PASSAGE PROVIDED section start
March 19, 2010
Hecho en Dumbo is a two-week old Mexican restaurant nestled on Bowery between Great Jones Street & 4th Street. Their specialty is “antojitos” which loosely translate to “little cravings.” And despite the entree-sized house specials, everything else is little and shareable. While it’s too soon to pass official judgment on Hecho en Dumbo, it’s the perfect time to let you know what NYC Food Guy loved on his lone trip. Read on to find out…
The “Dumbo” in Hecho en Dumbo, refers to the restaurant’s former location in Brooklyn’s Dumbo General Store. Chef Danny Mena and his crew would take over the General Store’s kitchen in the late afternoon and transform the shop into a Mexican fiesta reminiscent of Mena’s hometown Mexico City. Not having a space to call their own took its toll and fortunately for Manhattanites, the crew found a home on our new restaurant row, The Bowery.
The no reservation, sit-down restaurant is dimly lit and minimally designed, with a dark front bar, wooden tables and brick walls. The rear of the restaurant sports a bar right in the kitchen allowing diners to watch Mena and his crew skill up what they’re calling “a rare selection of authentic Mexican antojitos and contemporary Mexico City cuisine.” Whatever they call it, NYC Food Guy happily welcomes it to the hood.
Agua de Orchata ($2.95)
I never thought I’d enjoy a rice-milk based, cinnamon flavored drink with my Mexican food, but I can thank the Red Hook Ball Fields for introducing me to the perfect complement to spicy street food. Hecho en Dumbo’s version (front right) is one of the best I’ve tried, offering a quiet sweetness and a subtle balance between creamy and light that satisfied in a way most other Horchatas can only dream of.
PASSAGE PROVIDED section end
WORK INSTRUCTION 1: Reproduce the Hecho en Dumbo review word for word from "I never thought" to "only dream of.".
WORK INSTRUCTION 2: List every street named in the Hecho en Dumbo review.
The records that come next have nothing to do with the Hecho en Dumbo review.
INFORMATION SHOWN section start
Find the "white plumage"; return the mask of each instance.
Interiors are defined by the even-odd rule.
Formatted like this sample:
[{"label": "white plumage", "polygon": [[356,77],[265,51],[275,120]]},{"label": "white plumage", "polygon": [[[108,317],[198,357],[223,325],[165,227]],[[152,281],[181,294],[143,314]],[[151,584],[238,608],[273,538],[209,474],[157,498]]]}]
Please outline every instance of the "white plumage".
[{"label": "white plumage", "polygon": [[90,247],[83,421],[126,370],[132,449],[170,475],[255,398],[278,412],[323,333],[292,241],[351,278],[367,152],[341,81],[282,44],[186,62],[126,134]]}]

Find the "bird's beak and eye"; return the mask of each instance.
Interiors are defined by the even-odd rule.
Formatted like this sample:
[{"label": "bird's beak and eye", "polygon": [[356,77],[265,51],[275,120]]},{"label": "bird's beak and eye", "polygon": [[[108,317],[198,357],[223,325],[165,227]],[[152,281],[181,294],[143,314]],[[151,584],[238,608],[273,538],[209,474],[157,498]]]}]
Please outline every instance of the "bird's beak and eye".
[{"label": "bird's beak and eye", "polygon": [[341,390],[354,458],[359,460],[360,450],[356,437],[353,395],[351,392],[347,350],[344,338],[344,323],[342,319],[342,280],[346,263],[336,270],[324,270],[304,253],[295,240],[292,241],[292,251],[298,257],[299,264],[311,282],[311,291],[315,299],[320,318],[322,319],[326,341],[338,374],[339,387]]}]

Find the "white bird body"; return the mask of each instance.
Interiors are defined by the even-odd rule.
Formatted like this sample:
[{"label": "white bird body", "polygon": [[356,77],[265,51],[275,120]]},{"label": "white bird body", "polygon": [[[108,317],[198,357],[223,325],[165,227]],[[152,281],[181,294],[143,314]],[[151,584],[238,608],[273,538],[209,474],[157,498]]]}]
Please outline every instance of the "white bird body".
INFORMATION SHOWN section end
WRITTEN REPLY 1:
I never thought I’d enjoy a rice-milk based, cinnamon flavored drink with my Mexican food, but I can thank the Red Hook Ball Fields for introducing me to the perfect complement to spicy street food. Hecho en Dumbo’s version (front right) is one of the best I’ve tried, offering a quiet sweetness and a subtle balance between creamy and light that satisfied in a way most other Horchatas can only dream of.

WRITTEN REPLY 2: Bowery, Great Jones Street, 4th Street